> Work order:
Quote exactly, and only, the lines from the one with "Query: bridge railing" through the end of the listing.

====== Source records

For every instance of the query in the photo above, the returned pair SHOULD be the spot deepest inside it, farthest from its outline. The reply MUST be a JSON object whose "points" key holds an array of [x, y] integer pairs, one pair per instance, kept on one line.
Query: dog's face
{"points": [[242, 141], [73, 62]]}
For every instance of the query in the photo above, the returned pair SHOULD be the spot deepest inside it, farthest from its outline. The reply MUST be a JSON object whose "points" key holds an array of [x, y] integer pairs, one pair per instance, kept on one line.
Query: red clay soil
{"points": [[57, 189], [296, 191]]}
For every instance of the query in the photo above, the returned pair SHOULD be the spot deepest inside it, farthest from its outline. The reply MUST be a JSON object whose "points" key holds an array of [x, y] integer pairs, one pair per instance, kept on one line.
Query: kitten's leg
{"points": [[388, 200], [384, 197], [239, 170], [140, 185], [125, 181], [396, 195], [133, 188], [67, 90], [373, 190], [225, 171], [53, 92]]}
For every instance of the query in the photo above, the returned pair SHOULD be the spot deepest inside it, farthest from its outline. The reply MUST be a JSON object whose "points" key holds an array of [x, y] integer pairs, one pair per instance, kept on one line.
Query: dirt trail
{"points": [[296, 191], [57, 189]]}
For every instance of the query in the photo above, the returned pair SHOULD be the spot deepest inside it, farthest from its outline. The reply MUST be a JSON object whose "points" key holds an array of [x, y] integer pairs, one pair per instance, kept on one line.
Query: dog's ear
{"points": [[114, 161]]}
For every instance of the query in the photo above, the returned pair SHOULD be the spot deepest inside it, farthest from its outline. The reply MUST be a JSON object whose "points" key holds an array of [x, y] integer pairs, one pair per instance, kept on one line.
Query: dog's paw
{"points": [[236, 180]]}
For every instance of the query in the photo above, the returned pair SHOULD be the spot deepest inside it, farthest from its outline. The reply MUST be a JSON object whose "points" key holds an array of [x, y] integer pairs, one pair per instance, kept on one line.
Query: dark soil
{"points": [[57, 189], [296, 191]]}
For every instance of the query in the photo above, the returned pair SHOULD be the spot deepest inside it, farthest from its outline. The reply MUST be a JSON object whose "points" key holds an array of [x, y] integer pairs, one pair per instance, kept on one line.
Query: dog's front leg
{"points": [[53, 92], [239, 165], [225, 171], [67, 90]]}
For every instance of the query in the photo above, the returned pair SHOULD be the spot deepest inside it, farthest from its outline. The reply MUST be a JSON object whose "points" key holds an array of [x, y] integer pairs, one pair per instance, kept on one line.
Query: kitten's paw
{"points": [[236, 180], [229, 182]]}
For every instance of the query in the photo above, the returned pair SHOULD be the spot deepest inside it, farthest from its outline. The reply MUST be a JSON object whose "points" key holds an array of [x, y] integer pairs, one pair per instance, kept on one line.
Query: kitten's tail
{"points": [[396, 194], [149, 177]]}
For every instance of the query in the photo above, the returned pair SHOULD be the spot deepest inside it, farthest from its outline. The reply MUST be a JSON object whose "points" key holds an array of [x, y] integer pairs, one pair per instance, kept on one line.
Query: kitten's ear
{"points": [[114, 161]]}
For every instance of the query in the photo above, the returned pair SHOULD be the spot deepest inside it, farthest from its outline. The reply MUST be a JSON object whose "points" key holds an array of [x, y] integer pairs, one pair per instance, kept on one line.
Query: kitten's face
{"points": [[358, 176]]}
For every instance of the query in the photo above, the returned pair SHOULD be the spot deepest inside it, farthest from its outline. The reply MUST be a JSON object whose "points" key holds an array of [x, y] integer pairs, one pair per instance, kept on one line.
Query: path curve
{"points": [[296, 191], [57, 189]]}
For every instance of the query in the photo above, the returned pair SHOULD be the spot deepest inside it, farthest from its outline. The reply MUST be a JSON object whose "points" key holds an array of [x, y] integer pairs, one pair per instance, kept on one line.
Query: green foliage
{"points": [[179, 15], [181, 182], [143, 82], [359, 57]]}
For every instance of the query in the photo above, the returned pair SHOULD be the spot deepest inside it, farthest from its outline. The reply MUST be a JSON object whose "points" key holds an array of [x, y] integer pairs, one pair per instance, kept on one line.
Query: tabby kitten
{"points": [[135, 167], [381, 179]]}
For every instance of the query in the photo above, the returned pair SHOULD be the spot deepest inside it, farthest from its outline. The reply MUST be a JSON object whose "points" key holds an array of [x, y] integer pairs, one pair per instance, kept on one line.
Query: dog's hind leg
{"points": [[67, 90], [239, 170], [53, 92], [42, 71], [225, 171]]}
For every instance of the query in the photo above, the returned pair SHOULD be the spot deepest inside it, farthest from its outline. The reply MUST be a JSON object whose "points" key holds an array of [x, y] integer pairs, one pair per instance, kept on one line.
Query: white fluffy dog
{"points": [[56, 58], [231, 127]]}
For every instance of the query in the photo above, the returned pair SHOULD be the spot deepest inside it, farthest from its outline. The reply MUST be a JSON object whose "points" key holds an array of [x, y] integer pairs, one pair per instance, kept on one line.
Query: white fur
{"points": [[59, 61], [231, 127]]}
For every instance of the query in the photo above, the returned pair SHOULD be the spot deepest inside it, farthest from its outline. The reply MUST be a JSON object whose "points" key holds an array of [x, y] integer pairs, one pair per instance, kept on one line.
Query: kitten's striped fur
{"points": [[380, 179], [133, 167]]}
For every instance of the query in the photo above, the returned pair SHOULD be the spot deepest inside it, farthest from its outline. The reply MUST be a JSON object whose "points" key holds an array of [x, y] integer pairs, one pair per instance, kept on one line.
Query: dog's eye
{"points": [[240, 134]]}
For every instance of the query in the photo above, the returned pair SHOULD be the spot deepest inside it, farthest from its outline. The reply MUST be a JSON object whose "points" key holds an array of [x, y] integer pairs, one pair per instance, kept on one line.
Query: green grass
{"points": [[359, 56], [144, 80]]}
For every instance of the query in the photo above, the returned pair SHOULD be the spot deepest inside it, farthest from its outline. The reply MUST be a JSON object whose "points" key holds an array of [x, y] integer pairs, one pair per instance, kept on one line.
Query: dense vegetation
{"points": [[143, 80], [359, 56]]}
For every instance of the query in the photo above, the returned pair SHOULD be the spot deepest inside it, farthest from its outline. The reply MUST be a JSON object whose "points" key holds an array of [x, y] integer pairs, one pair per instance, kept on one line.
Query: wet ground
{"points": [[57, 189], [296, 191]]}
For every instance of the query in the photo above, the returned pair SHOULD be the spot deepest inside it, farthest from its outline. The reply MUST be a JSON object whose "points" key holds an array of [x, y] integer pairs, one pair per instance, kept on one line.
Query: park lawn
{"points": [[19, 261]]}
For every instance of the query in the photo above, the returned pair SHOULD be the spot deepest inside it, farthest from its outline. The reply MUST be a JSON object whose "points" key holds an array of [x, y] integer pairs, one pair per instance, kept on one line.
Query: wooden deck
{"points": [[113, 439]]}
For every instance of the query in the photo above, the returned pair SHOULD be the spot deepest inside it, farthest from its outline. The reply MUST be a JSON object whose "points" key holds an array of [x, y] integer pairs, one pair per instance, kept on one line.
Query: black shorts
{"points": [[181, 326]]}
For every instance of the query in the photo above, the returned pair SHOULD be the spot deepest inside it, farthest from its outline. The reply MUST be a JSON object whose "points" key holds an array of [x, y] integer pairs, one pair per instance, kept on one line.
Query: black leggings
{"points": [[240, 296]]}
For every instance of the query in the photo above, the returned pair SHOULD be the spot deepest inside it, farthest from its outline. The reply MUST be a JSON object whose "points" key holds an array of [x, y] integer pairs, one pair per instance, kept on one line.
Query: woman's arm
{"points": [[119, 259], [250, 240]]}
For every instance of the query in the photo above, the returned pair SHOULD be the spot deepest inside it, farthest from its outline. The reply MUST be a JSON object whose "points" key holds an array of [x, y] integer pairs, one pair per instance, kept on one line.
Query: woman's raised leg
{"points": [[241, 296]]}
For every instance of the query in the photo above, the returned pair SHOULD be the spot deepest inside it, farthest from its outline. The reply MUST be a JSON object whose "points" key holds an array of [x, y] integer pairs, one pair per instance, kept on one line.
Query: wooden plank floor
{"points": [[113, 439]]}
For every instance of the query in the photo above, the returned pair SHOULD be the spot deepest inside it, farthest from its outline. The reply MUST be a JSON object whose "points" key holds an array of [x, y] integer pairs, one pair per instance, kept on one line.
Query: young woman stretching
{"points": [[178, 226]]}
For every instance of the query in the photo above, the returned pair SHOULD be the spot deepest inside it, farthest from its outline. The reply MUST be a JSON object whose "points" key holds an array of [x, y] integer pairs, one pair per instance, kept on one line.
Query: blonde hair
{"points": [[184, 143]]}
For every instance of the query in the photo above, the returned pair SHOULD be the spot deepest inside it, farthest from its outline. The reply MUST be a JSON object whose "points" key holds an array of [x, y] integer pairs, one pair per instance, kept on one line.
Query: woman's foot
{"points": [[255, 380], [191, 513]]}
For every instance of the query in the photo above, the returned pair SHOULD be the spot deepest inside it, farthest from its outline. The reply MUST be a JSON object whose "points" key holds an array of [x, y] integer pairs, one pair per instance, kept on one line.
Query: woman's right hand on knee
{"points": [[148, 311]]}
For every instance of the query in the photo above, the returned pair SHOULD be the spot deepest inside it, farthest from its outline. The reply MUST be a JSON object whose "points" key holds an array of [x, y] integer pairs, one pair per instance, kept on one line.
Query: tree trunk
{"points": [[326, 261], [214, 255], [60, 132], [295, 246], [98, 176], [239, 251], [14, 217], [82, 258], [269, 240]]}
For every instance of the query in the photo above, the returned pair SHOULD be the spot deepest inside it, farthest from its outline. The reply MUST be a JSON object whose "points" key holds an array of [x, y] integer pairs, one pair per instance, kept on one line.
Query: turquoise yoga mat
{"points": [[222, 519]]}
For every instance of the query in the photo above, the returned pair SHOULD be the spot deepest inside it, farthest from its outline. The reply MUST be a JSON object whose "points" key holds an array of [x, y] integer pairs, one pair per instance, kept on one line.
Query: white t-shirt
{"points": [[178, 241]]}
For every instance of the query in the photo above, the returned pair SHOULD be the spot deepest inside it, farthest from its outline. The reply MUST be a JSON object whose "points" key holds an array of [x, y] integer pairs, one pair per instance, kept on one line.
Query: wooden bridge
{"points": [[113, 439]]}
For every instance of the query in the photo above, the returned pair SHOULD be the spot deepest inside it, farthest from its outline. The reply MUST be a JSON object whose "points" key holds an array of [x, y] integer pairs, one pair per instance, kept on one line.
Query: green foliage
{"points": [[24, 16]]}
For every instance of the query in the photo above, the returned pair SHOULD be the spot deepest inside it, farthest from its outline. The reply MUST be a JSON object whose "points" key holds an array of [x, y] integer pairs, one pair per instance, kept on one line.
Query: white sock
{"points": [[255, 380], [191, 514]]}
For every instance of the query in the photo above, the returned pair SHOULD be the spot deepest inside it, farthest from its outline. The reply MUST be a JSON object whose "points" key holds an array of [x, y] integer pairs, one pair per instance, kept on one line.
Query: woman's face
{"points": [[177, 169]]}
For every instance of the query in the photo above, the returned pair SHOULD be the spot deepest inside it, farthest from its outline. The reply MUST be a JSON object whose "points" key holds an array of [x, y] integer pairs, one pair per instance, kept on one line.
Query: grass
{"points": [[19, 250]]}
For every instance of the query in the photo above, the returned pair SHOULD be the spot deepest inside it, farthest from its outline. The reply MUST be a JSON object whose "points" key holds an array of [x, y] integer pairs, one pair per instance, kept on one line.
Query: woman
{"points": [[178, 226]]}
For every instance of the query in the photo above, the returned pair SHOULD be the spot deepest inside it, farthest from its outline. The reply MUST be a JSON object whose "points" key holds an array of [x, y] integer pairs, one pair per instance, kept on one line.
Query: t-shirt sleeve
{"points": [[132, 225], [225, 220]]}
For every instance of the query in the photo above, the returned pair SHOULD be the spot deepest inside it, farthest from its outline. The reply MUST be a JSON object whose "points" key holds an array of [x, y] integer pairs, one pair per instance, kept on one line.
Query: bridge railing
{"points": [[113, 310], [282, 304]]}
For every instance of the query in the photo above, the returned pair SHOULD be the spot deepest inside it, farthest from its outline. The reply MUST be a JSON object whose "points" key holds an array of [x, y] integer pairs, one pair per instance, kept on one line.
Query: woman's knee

============

> Exercise result:
Query: bridge railing
{"points": [[113, 310], [282, 304]]}
For every instance of the query in the photo above, the returned pair SHOULD be the spot deepest inside it, farthest from its outline. The reply MUST be a JSON object whose "points" key holds an array of [x, y] integer pairs, one pair per instance, kept on one line.
Query: woman's knee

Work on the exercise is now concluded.